◆ YOUR OBJECTIVE ◆
After finding the line with "Category: audience crowd" in the entries below, retype exactly each line from there through the line with "Category: dark arena interior", including that final line.

(Beginning of EXTRACTED INFORMATION)

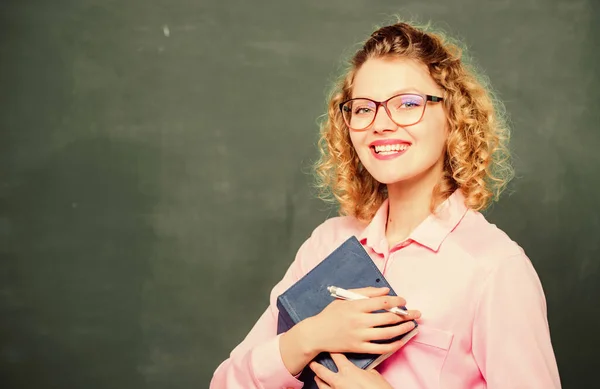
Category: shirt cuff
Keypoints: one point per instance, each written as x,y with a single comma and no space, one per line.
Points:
268,367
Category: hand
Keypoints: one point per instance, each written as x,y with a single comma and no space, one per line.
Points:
346,326
350,326
348,376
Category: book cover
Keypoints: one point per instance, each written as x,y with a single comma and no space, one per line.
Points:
348,266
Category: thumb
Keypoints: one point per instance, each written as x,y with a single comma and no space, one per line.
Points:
372,291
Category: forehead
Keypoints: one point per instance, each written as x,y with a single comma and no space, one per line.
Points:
380,78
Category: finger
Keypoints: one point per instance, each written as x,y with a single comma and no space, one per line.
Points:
321,384
389,318
341,361
371,291
322,372
383,333
380,302
376,348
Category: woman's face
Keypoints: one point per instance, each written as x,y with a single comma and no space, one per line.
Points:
416,150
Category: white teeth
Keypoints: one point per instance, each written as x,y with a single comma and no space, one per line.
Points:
388,149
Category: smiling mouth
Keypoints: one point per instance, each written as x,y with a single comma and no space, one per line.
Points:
390,149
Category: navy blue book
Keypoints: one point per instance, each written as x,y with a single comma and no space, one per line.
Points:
349,267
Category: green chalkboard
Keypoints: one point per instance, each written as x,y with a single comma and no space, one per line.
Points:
153,153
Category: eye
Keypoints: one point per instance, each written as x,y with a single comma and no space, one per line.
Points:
407,102
362,110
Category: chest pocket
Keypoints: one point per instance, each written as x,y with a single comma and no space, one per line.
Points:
420,362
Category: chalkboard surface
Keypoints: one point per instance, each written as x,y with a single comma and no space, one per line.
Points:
155,153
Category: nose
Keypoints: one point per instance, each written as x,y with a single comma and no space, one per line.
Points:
383,121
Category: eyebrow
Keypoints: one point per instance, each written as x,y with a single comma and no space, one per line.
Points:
395,93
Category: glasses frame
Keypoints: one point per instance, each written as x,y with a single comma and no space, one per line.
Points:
426,98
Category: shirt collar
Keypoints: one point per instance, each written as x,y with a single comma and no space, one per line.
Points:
430,233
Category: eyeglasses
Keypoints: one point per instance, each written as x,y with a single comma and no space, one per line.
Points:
404,109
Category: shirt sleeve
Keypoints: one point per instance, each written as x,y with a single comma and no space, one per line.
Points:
256,362
511,338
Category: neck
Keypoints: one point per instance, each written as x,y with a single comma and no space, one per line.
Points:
410,204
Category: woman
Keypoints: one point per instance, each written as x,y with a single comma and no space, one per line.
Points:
413,147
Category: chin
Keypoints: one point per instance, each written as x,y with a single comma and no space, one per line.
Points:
393,177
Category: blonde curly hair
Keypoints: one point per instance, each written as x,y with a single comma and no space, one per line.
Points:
477,158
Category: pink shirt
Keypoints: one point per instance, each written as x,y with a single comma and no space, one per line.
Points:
483,309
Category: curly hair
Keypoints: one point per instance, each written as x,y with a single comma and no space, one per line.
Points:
477,159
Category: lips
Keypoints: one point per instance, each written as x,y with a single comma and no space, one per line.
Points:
389,148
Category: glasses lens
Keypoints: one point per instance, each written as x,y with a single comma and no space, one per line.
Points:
359,113
406,109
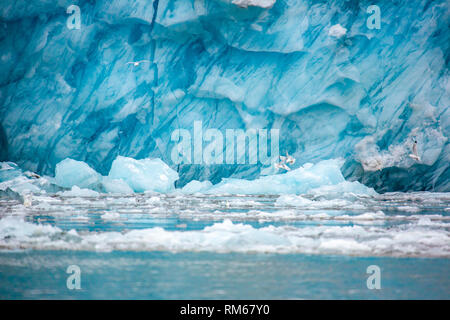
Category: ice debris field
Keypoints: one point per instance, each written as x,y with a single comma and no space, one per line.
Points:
99,98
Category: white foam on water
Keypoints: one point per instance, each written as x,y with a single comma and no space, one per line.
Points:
412,239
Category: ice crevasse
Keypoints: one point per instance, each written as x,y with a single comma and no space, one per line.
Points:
312,69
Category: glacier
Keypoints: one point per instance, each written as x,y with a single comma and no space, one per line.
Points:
362,95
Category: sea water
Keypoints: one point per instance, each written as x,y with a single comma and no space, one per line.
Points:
178,246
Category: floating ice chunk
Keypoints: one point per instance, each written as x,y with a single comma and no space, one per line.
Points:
298,181
110,216
196,186
69,173
116,186
354,187
266,4
337,31
144,175
78,192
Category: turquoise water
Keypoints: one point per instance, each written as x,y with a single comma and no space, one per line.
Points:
162,275
225,247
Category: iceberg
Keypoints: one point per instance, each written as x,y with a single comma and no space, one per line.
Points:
69,173
144,175
231,64
197,186
324,176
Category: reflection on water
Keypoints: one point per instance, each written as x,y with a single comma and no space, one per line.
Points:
221,246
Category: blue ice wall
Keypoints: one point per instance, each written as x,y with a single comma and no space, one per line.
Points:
364,96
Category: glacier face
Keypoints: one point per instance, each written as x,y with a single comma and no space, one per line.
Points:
363,95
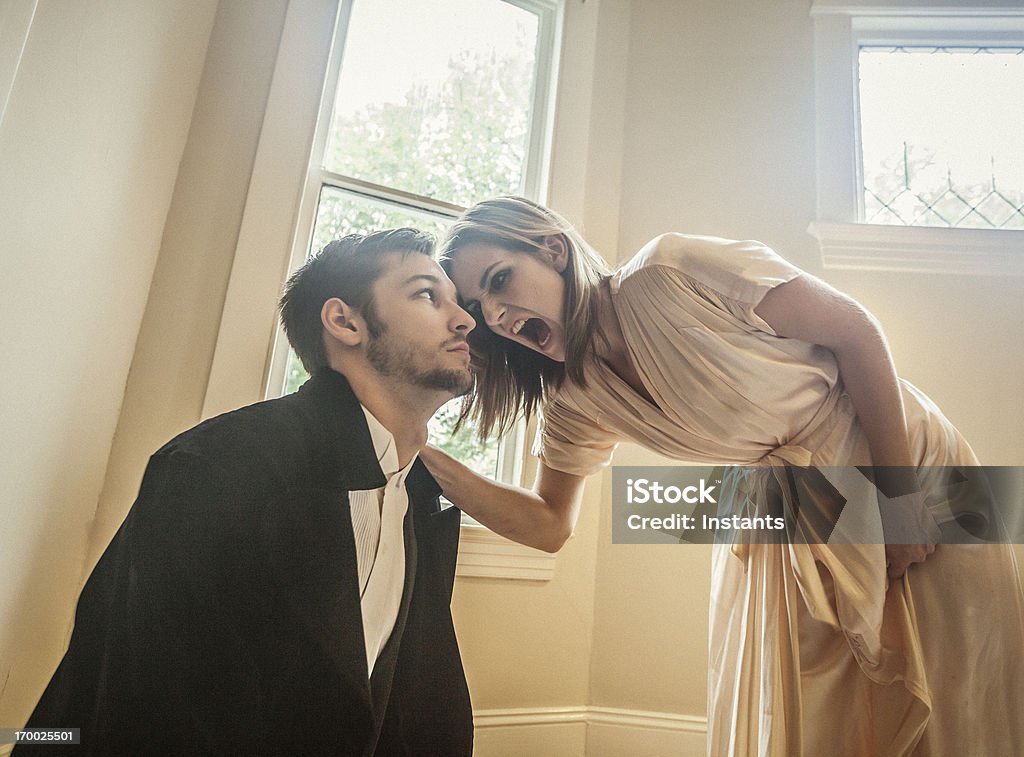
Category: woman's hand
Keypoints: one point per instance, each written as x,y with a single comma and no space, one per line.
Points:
543,519
909,530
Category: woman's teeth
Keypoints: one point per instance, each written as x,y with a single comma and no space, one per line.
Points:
532,329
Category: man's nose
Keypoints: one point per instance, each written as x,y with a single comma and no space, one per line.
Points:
463,321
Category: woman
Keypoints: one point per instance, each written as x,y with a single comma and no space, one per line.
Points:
716,351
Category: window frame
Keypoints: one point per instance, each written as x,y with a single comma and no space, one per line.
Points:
845,241
280,213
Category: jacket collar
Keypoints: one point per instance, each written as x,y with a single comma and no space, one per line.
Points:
346,437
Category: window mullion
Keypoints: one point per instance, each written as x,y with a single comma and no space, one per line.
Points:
388,195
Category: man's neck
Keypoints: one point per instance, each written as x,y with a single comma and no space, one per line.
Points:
400,409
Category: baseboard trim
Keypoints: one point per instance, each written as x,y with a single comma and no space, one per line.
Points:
589,731
501,718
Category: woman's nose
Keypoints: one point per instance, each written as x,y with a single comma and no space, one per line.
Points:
493,312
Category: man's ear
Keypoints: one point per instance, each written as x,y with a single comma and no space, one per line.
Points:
558,251
342,322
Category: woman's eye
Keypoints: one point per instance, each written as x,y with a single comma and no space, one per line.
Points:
499,280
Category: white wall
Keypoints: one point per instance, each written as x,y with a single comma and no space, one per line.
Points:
89,149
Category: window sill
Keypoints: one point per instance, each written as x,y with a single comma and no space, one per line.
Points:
914,249
484,554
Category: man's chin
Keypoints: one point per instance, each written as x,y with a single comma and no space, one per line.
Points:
456,383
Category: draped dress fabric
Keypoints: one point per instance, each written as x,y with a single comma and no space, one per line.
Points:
812,653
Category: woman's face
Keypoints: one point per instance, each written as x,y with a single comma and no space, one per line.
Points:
519,295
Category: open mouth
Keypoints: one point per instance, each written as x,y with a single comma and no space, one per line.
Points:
532,329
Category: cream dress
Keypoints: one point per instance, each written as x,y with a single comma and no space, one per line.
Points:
810,653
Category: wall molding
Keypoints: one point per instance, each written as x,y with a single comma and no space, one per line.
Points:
920,249
595,731
485,554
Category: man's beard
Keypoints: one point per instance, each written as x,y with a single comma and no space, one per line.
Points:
393,360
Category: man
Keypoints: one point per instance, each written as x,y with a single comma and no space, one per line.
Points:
282,585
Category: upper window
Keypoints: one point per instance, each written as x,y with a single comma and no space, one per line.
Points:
428,108
919,114
942,135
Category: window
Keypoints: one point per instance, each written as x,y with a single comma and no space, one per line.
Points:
428,109
384,113
920,151
941,135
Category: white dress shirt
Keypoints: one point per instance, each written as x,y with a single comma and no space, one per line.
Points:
378,523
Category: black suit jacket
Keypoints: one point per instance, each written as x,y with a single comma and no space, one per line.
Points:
224,616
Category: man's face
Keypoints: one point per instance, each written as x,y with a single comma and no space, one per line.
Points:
422,329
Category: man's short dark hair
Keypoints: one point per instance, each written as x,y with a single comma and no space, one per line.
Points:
345,268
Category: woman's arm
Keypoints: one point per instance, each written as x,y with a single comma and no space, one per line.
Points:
543,518
809,309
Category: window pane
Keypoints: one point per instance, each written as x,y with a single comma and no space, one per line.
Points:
435,98
341,212
941,136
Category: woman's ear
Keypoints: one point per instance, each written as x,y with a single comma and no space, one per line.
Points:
342,322
558,251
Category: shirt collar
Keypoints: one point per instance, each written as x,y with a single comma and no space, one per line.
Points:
385,449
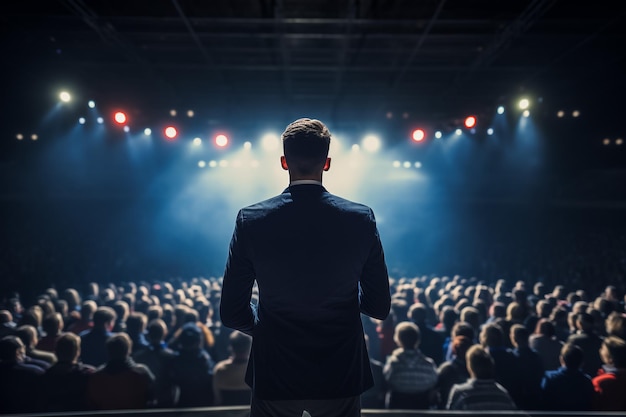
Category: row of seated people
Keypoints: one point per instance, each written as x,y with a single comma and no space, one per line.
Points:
451,317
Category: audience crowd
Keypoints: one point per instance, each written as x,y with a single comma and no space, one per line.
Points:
449,343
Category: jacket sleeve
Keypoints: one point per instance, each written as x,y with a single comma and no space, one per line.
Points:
374,295
235,308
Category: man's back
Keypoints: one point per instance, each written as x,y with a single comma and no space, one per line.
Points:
310,251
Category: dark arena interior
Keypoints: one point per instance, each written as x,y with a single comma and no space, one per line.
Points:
133,131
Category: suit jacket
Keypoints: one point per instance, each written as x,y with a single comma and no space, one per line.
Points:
319,263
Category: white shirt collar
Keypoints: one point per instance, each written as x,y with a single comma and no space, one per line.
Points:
300,182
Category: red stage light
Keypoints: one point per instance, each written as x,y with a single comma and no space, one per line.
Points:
170,132
470,121
418,135
120,117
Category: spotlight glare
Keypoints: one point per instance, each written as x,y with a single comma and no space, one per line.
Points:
418,135
65,97
221,140
170,132
470,122
523,104
120,117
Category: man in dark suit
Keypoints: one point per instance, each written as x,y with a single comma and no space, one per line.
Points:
318,262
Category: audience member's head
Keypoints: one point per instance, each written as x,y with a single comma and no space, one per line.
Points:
407,335
119,347
572,356
67,348
480,364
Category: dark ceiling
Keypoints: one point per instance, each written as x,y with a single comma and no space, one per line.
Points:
348,61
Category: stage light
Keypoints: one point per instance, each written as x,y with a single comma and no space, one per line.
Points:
523,104
221,140
371,143
170,132
120,117
470,121
418,135
65,97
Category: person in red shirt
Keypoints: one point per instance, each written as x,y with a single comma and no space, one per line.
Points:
610,384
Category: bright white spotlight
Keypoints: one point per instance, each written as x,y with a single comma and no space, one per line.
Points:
523,104
65,97
270,141
221,140
371,143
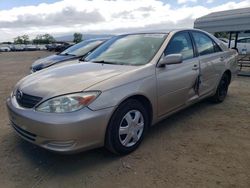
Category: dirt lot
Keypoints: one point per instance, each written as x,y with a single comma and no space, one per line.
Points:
206,145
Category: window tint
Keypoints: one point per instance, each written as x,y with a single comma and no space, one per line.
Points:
180,44
204,44
242,41
217,48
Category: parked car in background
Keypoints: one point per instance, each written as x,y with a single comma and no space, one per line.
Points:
5,49
128,83
75,52
62,47
18,47
243,44
30,47
224,40
41,47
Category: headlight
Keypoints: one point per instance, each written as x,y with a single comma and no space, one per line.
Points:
68,103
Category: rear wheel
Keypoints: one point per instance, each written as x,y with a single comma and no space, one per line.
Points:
127,127
222,89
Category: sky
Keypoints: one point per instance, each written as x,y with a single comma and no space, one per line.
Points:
62,17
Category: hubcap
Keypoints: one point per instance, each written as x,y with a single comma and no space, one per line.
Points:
131,128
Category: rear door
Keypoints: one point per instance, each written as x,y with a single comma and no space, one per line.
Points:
175,83
210,57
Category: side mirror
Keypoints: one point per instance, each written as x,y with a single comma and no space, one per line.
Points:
170,60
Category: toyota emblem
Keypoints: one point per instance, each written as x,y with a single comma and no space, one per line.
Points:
19,94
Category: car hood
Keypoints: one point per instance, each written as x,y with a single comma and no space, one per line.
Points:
50,60
70,78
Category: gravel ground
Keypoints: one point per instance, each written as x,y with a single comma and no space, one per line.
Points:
206,145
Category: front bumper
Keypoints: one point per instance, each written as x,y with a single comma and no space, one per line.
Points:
64,133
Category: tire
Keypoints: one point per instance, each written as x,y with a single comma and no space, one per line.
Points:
127,127
222,89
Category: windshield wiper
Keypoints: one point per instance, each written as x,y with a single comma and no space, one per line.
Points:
68,54
104,62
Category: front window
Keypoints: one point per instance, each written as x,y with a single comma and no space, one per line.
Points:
134,49
181,44
81,48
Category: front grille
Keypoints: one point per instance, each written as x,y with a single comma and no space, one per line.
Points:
24,133
27,101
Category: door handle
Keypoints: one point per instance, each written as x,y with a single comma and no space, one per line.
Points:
221,58
195,67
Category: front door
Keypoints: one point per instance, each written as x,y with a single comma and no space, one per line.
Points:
176,83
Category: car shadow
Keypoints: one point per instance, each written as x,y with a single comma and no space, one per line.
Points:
93,159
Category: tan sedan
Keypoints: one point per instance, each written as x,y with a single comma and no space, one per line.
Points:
127,84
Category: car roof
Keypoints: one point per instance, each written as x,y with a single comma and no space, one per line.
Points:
96,39
162,31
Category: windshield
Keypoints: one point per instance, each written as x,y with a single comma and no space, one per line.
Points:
135,49
81,48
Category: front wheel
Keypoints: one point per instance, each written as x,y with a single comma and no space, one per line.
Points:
222,89
127,127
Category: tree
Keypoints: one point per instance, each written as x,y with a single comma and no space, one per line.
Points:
24,39
77,37
43,39
48,38
18,40
221,35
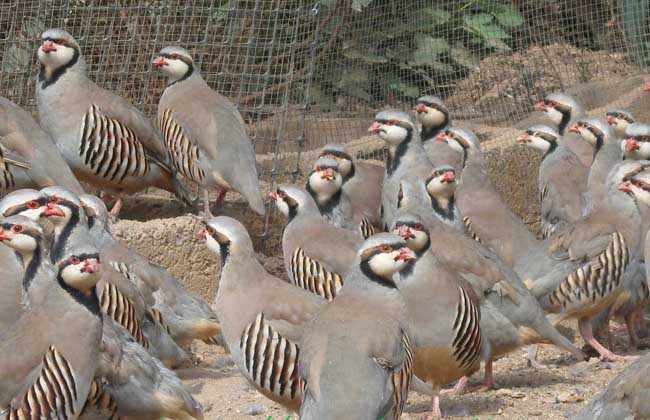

(End of EXTRACTED INFORMATION)

◆ RESPONSE BELOW ◆
Category: audience crowd
Keypoints: one point per instance, each written as x,y with a single comma and no space, one per line.
Points:
449,343
Category: jacket sleeve
Keypoints: one point per instance, each written as x,y with a single comma and no space, one per line.
Points:
374,295
235,308
Category: man's back
Keypoints: one point per instance, each written as x,y with a single comma and no space, one per line.
Points:
310,251
Category: dark arena interior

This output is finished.